_Suas instruções:_
Copie sem nenhuma alteração o trecho do texto sobre arbitragem e inteligência artificial que vai de "Nos últimos anos, notamos" até "recursos dos envolvidos.".

··· Texto fornecido

Arbitragem e Inteligência Artificial: onde estamos e para onde vamos

O que a comunidade e os legisladores dirão sobre árbitros feitos de cabos e metal?/Foto: Canva
O que a comunidade e os legisladores dirão sobre árbitros feitos de cabos e metal?/Foto: Canva
Operadores do direito precisam estar atentos e garantir que o uso dessas ferramentas respeite os princípios da ampla defesa, contraditório e do livre convencimento do árbitro.
Fecha de publicación: 29/09/2023

Nos últimos anos, notamos o uso cada vez mais frequente de funcionalidades digitais e meios eletrônicos em procedimentos arbitrais. Audiências, inclusive de instrução, são realizadas por videoconferência. A apresentação de manifestações e documentos em vias físicas foi praticamente eliminada, tendo dado lugar à gestão de documentos em “nuvens”. Novos sistemas e aplicativos surgem quase diariamente com a promessa de garantir que disputas sejam resolvidas com mais eficiência, economizando tempo e recursos dos envolvidos.

······
··· Linhas de dados

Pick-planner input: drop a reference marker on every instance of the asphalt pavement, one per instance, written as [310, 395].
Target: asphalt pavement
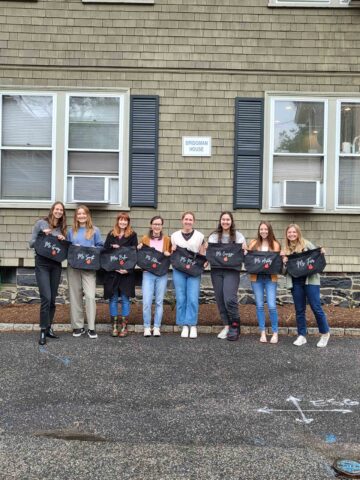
[173, 408]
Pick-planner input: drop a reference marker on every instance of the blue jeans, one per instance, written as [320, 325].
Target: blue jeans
[311, 293]
[187, 291]
[264, 284]
[125, 305]
[153, 285]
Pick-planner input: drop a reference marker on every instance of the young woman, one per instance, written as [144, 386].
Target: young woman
[265, 242]
[84, 233]
[226, 281]
[121, 282]
[304, 288]
[153, 285]
[48, 272]
[187, 288]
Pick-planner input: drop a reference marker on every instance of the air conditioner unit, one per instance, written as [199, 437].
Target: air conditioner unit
[301, 193]
[90, 189]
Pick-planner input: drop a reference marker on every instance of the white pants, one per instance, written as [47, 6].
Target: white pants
[82, 282]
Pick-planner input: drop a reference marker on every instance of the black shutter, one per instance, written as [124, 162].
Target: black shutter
[144, 129]
[249, 126]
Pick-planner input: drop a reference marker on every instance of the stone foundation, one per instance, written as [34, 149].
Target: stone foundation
[338, 289]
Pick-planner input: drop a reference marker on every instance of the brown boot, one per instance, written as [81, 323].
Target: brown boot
[123, 329]
[115, 331]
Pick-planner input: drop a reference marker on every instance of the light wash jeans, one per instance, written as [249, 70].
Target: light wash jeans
[152, 285]
[187, 291]
[125, 305]
[264, 284]
[311, 293]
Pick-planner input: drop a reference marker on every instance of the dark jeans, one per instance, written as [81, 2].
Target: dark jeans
[311, 293]
[226, 285]
[48, 274]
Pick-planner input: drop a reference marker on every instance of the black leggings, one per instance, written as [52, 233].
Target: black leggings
[48, 274]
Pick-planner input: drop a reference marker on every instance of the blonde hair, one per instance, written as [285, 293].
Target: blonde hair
[89, 224]
[298, 245]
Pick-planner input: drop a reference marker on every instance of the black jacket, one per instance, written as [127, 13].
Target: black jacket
[114, 281]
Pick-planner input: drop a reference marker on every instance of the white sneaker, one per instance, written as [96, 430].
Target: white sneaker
[323, 340]
[147, 332]
[223, 334]
[193, 332]
[301, 340]
[185, 331]
[156, 332]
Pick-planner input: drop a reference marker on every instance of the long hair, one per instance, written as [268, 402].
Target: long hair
[232, 231]
[297, 246]
[116, 230]
[89, 223]
[57, 223]
[271, 237]
[157, 217]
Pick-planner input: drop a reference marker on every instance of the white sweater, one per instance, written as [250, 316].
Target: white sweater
[193, 244]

······

_Resultado abaixo:_
Nos últimos anos, notamos o uso cada vez mais frequente de funcionalidades digitais e meios eletrônicos em procedimentos arbitrais. Audiências, inclusive de instrução, são realizadas por videoconferência. A apresentação de manifestações e documentos em vias físicas foi praticamente eliminada, tendo dado lugar à gestão de documentos em “nuvens”. Novos sistemas e aplicativos surgem quase diariamente com a promessa de garantir que disputas sejam resolvidas com mais eficiência, economizando tempo e recursos dos envolvidos.